# [GIVEN EXERCISE 1]
According to the SEC filing, what is the trading symbol for the company's warrants?

# [PASSAGE PROVIDED]
═══
UNITED STATES
SECURITIES AND EXCHANGE COMMISSION
Washington, D.C. 20549

FORM 8-K

CURRENT REPORT

Pursuant to Section 13 or 15(d) of the
Securities Exchange Act of 1934

Date of report (Date of earliest event reported): June 9, 2020

Schultze Special Purpose Acquisition Corp.
(Exact name of registrant as specified in its charter)

Delaware
(State or other jurisdiction
of incorporation)
001-38760
(Commission File Number)
83-0891815
(I.R.S. Employer
Identification No.)
     

800 Westchester Avenue, Suite 632
Rye Brook, NY

(Address of principal executive offices)

10573

(Zip Code)

 

(914) 701-5260
(Registrant’s telephone number, including area code)

Not Applicable
(Former name or former address, if changed since last report)

 
           

 

Check the appropriate box below if the Form 8-K is intended to simultaneously satisfy the filing obligation of the registrant under any of the following provisions:

       Written communications pursuant to Rule 425 under the Securities Act (17 CFR 230.425)

       Soliciting material pursuant to Rule 14a-12 under the Exchange Act (17 CFR 240.14a-12)

       Pre-commencement communications pursuant to Rule 14d-2(b) under the Exchange Act (17 CFR 240.14d-2(b))

       Pre-commencement communications pursuant to Rule 13e-4(c) under the Exchange Act (17 CFR 240.13e-4(c))

Securities registered pursuant to Section 12(b) of the Act:

Title of each class   Trading Symbol(s)   Name of each exchange on which registered
Units, each consisting of one share of Common Stock and one Warrant   SAMAU   The Nasdaq Stock Market LLC
Common Stock, par value $0.0001 per share   SAMA   The Nasdaq Stock Market LLC
Warrants, each warrant exercisable for one share of Common Stock at an exercise price of $11.50   SAMAW   The Nasdaq Stock Market LLC

Indicate by check mark whether the registrant is an emerging growth company as defined in Rule 405 of the Securities Act of 1933 (§230.405 of this chapter) or Rule 12b-2 of the Securities Exchange Act of 1934 (§240.12b-2 of this chapter).

Emerging growth company ☒

If an emerging growth company, indicate by check mark if the registrant has elected not to use the extended transition period for complying with any new or revised financial accounting standards provided pursuant to Section 13(a) of the Exchange Act. ☐

 

 

 

 

Item 5.03. Amendments to Articles of Incorporation or Bylaws; Change in Fiscal Year.
═══
# [GIVEN EXERCISE 2]
In the records, from the line with "Task: point at the sink" through the end of the records, replace "toilet" with "commode" and repeat those lines with nothing else changed.

# [MATERIAL TO PROCESS]
═══
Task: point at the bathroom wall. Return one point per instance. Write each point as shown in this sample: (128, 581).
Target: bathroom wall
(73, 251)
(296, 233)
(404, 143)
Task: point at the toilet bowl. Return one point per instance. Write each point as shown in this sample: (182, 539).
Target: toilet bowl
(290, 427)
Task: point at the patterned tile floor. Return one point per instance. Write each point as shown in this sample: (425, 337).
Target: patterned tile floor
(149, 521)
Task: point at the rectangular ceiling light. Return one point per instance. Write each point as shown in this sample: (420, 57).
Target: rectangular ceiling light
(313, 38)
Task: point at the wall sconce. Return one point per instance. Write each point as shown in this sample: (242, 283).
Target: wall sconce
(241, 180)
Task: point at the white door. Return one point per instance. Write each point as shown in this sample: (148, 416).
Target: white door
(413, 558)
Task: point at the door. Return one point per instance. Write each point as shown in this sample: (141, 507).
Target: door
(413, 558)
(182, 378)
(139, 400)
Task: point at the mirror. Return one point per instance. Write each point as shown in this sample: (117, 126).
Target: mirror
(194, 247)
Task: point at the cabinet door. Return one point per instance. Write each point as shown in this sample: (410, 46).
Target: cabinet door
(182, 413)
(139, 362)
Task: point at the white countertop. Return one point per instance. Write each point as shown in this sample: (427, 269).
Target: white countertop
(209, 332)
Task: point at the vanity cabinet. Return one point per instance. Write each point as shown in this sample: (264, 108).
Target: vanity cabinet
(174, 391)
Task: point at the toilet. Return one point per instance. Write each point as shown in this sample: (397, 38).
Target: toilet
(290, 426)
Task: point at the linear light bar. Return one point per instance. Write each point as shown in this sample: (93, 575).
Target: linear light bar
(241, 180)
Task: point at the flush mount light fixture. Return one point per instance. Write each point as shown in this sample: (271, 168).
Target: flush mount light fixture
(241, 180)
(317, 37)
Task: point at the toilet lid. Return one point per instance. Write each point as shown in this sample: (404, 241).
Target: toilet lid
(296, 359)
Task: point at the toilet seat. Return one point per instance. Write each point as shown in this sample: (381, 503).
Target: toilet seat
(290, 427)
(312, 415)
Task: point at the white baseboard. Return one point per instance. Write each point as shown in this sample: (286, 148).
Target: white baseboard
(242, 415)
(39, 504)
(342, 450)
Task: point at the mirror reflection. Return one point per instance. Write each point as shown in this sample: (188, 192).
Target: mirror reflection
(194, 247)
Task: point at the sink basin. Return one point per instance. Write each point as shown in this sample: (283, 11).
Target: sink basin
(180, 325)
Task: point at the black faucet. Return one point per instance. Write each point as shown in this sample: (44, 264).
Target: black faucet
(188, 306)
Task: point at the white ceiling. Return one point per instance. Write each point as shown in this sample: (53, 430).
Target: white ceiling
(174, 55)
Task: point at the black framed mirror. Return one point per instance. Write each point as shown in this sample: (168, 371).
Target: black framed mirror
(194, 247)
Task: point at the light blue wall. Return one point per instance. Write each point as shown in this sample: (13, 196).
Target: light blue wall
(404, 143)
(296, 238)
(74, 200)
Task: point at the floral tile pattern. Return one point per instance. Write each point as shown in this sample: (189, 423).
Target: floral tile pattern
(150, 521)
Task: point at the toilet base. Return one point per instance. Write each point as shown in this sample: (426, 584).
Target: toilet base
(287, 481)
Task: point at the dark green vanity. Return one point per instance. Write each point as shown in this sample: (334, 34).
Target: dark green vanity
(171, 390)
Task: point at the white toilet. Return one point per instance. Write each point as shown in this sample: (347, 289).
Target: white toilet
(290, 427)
═══
# [EXERCISE ANSWER 1]
SAMAW

# [EXERCISE ANSWER 2]
Task: point at the sink basin. Return one point per instance. Write each point as shown in this sample: (283, 11).
Target: sink basin
(180, 325)
Task: point at the black faucet. Return one point per instance. Write each point as shown in this sample: (44, 264).
Target: black faucet
(188, 306)
Task: point at the white ceiling. Return one point per instance. Write each point as shown in this sample: (53, 430).
Target: white ceiling
(174, 55)
Task: point at the black framed mirror. Return one point per instance. Write each point as shown in this sample: (168, 371).
Target: black framed mirror
(194, 247)
Task: point at the light blue wall. Return one point per instance. Write each point as shown in this sample: (13, 196).
Target: light blue wall
(404, 143)
(296, 238)
(74, 200)
Task: point at the floral tile pattern. Return one point per instance. Write each point as shown in this sample: (189, 423).
Target: floral tile pattern
(150, 521)
Task: point at the commode base. Return one point per instance. Write each point as shown in this sample: (426, 584).
Target: commode base
(287, 481)
Task: point at the dark green vanity. Return one point per instance. Write each point as shown in this sample: (334, 34).
Target: dark green vanity
(171, 390)
Task: point at the white commode. Return one point per instance. Write each point as shown in this sample: (347, 289).
Target: white commode
(290, 427)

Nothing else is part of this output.